(Listed entries Opens)
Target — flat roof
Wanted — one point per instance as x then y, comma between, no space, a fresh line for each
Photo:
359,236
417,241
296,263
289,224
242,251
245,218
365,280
(Listed entries Closes)
The required output is the complete set of records, reproduced exactly.

- [Output for this task]
Target — flat roof
Wanted — one point per instance as x then y, comma between, no space, a fresh line for each
Photo:
359,236
417,241
296,263
289,224
242,251
245,218
365,280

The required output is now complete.